- _TASK STATEMENT_
Could you write out the records below exactly as they appear, leaving out any pictures?

- _Image object location entries_
— START —

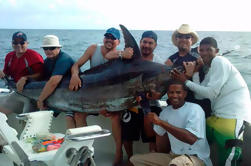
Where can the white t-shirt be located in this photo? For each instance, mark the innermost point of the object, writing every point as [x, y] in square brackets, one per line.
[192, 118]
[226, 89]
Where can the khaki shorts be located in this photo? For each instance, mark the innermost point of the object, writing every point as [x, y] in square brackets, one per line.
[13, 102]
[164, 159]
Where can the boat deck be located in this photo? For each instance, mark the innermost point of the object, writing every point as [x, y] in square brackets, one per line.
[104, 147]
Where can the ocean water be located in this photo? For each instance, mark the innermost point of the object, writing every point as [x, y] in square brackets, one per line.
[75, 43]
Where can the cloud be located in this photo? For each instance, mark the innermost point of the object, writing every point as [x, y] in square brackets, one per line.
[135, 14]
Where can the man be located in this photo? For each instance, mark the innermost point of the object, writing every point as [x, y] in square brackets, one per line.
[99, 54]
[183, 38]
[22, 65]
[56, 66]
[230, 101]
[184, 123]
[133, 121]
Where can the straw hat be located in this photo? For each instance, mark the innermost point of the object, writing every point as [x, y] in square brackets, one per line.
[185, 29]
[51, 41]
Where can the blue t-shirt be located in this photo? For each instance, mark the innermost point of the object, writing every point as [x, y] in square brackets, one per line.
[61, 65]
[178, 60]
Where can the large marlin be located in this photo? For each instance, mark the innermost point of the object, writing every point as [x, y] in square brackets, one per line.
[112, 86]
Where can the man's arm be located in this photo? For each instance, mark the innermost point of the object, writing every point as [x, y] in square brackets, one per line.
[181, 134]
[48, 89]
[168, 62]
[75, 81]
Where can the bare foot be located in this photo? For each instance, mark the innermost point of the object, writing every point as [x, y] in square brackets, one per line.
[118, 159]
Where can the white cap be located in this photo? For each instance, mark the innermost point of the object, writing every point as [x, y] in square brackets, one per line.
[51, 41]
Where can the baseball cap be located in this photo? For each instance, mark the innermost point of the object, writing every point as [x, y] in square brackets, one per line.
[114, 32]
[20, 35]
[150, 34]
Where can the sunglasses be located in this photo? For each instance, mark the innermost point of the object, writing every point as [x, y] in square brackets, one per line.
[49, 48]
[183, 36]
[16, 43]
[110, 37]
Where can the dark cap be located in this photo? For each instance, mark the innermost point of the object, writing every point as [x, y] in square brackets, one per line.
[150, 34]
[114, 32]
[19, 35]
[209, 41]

— END —

- _FULL SOLUTION_
Where can the white t-shirt be located in this photo? For each instance, mark the innermost point of the object, writing every point as [x, y] in square brackets, one per line.
[192, 118]
[226, 89]
Where can the khaki shorts be located in this photo? For each instance, mark the innermost point of the object, writing every point as [x, y] in square brackets, one per line.
[13, 102]
[164, 159]
Where can the boat deck be located in this photo? For each instance, mark the innermost point of the object, writing every point as [x, y] in square brackets, one per line.
[104, 147]
Where can the ocean water be located in this photo? For each instance, mark the innermost point of the object, writing every point as [x, y] in square brackets, one per line.
[75, 43]
Where can the cloud be located in this photo? For each instance, mark the innermost point of the object, writing every point as [x, y] in square brackets, one per line.
[135, 14]
Where can the man be located in this photo? For each instance, mark the innermost point of the object, writing every point as [x, y] in square brackets, one per line.
[99, 54]
[183, 38]
[22, 65]
[56, 66]
[230, 101]
[184, 123]
[133, 121]
Where can the straw hat be located in this photo? For each instance, mark the innermost point of the object, writing every point as [x, y] in square brackets, one per line.
[185, 29]
[51, 41]
Where can the blue t-shirt be located in this photo? For each instance, mark the innermost point of the object, writing every point as [x, y] in square brackets, one per line.
[61, 65]
[178, 60]
Where can the large marlin be located in this photo? For each instance, mark the innermost point of the object, writing every point as [x, y] in square brackets, one per line.
[112, 86]
Where can the man's arm be located in this photo? For each instance, mark the innermost point of the object, writing every point as [x, y] in square brackets, one per line.
[181, 134]
[48, 89]
[168, 62]
[75, 81]
Where can the bare foot be located in this photo? For each instance, mark the innermost point of the object, writing every point as [x, y] in square brackets, one per line.
[118, 159]
Where can the white cap be located in this photo? For each instance, mark the innermost point of the object, writing every point as [x, y] in square brackets, one per line.
[51, 41]
Where can the baseball cap be located in this photo? For each instance, mark the innermost point of the object, writing every point as [x, y] in square brackets, one per line.
[114, 32]
[20, 35]
[150, 34]
Where can the sunglasses be located in this photo? For each instance, mark the innermost point of the object, writing every point as [x, y] in square brackets, one per line.
[49, 48]
[183, 36]
[16, 43]
[110, 37]
Where can the dark cap be located in this photo? For each instance, mark the innermost point of the object, writing every point as [x, y] in square brackets, one per line.
[150, 34]
[114, 32]
[19, 35]
[209, 41]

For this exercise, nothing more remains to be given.